Required work — Quote verbatim the lines below from the one containing "Check that each instance of the pigeon" through the one containing "<point>635,252</point>", including both, and nothing else.

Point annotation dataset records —
◆ ◆ ◆

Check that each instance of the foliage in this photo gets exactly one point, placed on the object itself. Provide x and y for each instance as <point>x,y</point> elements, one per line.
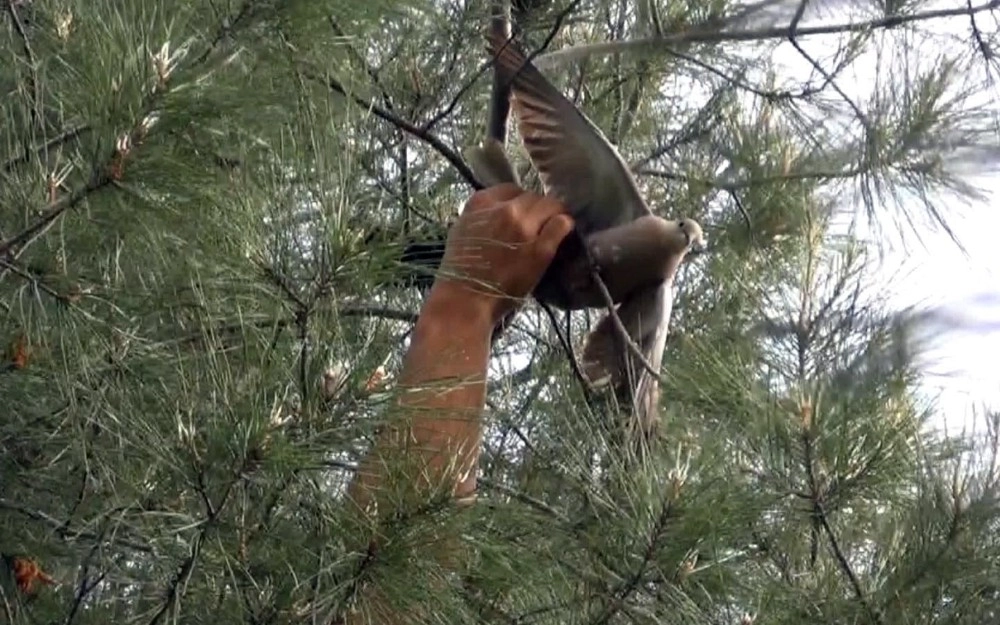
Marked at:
<point>203,209</point>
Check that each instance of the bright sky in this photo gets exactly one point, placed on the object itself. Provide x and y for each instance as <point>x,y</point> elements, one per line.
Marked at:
<point>961,362</point>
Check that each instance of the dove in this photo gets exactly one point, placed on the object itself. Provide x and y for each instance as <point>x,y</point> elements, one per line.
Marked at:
<point>636,253</point>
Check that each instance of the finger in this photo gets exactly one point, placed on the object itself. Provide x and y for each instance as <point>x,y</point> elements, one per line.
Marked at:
<point>551,235</point>
<point>534,209</point>
<point>491,196</point>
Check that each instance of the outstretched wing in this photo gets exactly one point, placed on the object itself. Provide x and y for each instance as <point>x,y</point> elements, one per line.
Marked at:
<point>646,317</point>
<point>575,161</point>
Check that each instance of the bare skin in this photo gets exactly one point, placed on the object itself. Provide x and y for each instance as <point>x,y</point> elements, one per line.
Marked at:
<point>495,255</point>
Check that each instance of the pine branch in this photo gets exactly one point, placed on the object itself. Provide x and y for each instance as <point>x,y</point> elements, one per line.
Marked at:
<point>31,61</point>
<point>334,85</point>
<point>710,33</point>
<point>63,137</point>
<point>64,531</point>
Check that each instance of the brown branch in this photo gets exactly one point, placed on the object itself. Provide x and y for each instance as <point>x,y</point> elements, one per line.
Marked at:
<point>710,33</point>
<point>405,126</point>
<point>100,179</point>
<point>845,566</point>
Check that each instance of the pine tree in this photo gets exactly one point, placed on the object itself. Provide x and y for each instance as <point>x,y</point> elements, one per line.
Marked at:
<point>203,212</point>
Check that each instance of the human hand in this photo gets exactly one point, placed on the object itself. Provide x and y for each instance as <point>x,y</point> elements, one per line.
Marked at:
<point>500,247</point>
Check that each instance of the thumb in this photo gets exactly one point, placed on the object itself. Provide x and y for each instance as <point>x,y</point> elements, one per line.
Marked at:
<point>552,233</point>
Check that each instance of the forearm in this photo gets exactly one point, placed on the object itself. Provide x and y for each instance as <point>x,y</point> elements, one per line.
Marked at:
<point>436,428</point>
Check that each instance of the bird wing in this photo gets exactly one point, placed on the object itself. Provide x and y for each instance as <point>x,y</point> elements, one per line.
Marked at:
<point>575,161</point>
<point>646,318</point>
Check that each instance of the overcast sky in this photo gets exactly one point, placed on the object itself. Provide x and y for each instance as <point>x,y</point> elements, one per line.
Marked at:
<point>962,363</point>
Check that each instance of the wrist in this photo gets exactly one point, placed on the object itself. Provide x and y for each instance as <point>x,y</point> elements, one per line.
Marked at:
<point>458,307</point>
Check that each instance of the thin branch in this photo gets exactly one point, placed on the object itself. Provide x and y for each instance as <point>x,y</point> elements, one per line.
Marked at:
<point>66,533</point>
<point>711,34</point>
<point>530,501</point>
<point>63,137</point>
<point>405,126</point>
<point>845,566</point>
<point>630,344</point>
<point>32,63</point>
<point>100,179</point>
<point>588,389</point>
<point>376,311</point>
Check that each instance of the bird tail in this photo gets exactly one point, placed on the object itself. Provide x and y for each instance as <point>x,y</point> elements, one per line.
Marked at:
<point>490,164</point>
<point>608,359</point>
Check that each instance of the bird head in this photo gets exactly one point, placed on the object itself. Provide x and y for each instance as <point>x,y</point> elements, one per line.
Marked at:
<point>689,235</point>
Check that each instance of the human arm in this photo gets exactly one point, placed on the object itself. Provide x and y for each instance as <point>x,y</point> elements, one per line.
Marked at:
<point>495,255</point>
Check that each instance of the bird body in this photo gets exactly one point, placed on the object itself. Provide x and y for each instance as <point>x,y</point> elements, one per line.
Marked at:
<point>636,253</point>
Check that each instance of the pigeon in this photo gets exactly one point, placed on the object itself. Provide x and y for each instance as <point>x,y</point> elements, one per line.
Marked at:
<point>635,252</point>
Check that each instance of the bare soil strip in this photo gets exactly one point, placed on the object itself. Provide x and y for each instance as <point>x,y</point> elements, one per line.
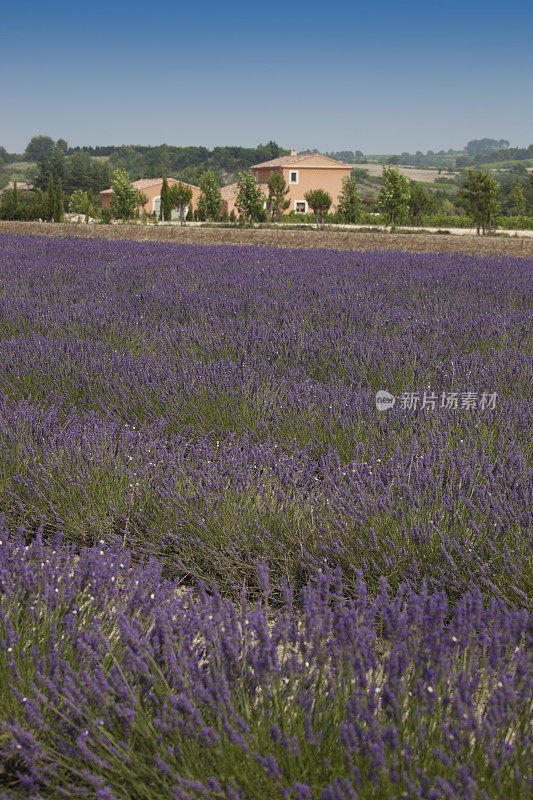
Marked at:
<point>269,237</point>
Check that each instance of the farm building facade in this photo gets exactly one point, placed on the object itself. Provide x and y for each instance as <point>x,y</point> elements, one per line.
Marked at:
<point>151,188</point>
<point>302,173</point>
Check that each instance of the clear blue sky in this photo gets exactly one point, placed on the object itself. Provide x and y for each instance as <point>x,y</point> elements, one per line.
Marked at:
<point>382,78</point>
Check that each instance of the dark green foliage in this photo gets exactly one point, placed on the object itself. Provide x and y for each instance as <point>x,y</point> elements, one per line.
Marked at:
<point>420,203</point>
<point>476,146</point>
<point>50,198</point>
<point>480,192</point>
<point>210,201</point>
<point>59,210</point>
<point>394,196</point>
<point>126,199</point>
<point>165,208</point>
<point>38,147</point>
<point>23,205</point>
<point>320,202</point>
<point>349,206</point>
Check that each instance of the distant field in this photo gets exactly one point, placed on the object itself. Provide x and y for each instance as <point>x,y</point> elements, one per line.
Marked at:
<point>413,173</point>
<point>268,237</point>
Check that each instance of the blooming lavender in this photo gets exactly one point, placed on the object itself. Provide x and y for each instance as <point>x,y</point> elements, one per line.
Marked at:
<point>223,572</point>
<point>132,688</point>
<point>215,405</point>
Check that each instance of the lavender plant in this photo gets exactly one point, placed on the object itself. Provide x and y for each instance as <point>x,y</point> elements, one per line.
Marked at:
<point>116,684</point>
<point>357,619</point>
<point>215,405</point>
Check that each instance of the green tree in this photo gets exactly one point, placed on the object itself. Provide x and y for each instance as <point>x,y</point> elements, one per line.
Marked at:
<point>480,192</point>
<point>50,199</point>
<point>349,206</point>
<point>320,203</point>
<point>420,203</point>
<point>518,199</point>
<point>59,211</point>
<point>83,203</point>
<point>393,198</point>
<point>277,191</point>
<point>15,201</point>
<point>250,199</point>
<point>125,198</point>
<point>180,198</point>
<point>210,200</point>
<point>39,146</point>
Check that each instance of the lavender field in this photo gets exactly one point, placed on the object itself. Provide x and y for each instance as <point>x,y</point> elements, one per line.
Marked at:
<point>224,572</point>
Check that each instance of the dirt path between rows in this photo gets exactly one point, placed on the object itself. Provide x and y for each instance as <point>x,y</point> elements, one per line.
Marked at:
<point>269,237</point>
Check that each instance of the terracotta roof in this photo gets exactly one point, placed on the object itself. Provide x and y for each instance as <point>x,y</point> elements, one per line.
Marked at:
<point>293,161</point>
<point>229,192</point>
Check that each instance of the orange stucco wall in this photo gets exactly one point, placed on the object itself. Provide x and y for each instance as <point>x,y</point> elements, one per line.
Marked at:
<point>151,193</point>
<point>309,177</point>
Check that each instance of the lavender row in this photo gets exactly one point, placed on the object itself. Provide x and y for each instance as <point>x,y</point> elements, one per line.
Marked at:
<point>116,683</point>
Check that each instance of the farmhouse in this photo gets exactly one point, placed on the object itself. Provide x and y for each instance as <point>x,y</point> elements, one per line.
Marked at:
<point>303,173</point>
<point>151,188</point>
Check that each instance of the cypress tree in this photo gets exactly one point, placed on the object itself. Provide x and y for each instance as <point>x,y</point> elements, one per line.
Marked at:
<point>58,203</point>
<point>50,199</point>
<point>15,200</point>
<point>165,211</point>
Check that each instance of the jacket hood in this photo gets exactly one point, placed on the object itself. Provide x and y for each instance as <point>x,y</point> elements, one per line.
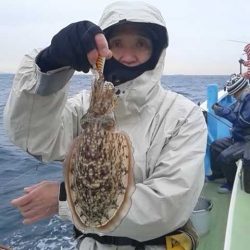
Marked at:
<point>135,94</point>
<point>130,11</point>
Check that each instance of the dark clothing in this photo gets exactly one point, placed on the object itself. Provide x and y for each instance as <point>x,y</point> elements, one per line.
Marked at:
<point>226,151</point>
<point>239,115</point>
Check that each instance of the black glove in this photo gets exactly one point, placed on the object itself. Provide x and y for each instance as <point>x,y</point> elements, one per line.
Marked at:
<point>241,61</point>
<point>69,47</point>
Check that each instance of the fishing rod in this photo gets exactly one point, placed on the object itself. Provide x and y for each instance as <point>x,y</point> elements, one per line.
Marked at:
<point>237,41</point>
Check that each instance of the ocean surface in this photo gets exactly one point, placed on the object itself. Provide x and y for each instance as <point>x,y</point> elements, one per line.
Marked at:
<point>18,170</point>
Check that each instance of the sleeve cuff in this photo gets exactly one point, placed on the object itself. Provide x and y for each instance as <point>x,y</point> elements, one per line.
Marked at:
<point>63,210</point>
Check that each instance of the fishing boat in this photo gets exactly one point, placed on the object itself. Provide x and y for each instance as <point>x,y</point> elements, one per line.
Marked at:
<point>229,217</point>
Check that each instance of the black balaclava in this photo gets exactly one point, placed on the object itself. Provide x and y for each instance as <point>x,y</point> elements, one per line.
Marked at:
<point>118,73</point>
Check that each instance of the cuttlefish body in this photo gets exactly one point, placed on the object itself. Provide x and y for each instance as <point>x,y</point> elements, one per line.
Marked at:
<point>99,165</point>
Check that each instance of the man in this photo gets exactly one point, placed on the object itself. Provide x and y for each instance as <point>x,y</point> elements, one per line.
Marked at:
<point>167,131</point>
<point>226,151</point>
<point>247,62</point>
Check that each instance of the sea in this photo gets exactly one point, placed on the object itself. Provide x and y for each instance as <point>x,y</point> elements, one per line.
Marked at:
<point>19,170</point>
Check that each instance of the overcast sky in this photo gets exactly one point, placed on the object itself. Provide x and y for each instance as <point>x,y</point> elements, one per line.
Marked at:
<point>199,30</point>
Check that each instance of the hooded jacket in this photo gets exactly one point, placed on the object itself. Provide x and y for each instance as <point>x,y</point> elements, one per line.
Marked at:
<point>167,131</point>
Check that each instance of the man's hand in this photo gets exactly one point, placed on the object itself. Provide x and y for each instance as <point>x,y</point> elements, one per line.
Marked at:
<point>40,201</point>
<point>78,45</point>
<point>101,49</point>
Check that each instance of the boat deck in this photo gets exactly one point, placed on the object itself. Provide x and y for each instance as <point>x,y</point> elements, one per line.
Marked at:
<point>214,240</point>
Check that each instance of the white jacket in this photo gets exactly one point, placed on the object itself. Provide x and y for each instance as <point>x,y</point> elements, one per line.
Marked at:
<point>168,134</point>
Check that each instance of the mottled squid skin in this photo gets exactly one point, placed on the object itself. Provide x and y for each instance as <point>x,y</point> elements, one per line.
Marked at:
<point>98,166</point>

◆ ◆ ◆

Answer to this task —
Check that each instance of the pigeon in this photo gets exactly one point, placed on the object itself. Provide x and y for each instance as <point>x,y</point> elements, one per line.
Marked at:
<point>635,252</point>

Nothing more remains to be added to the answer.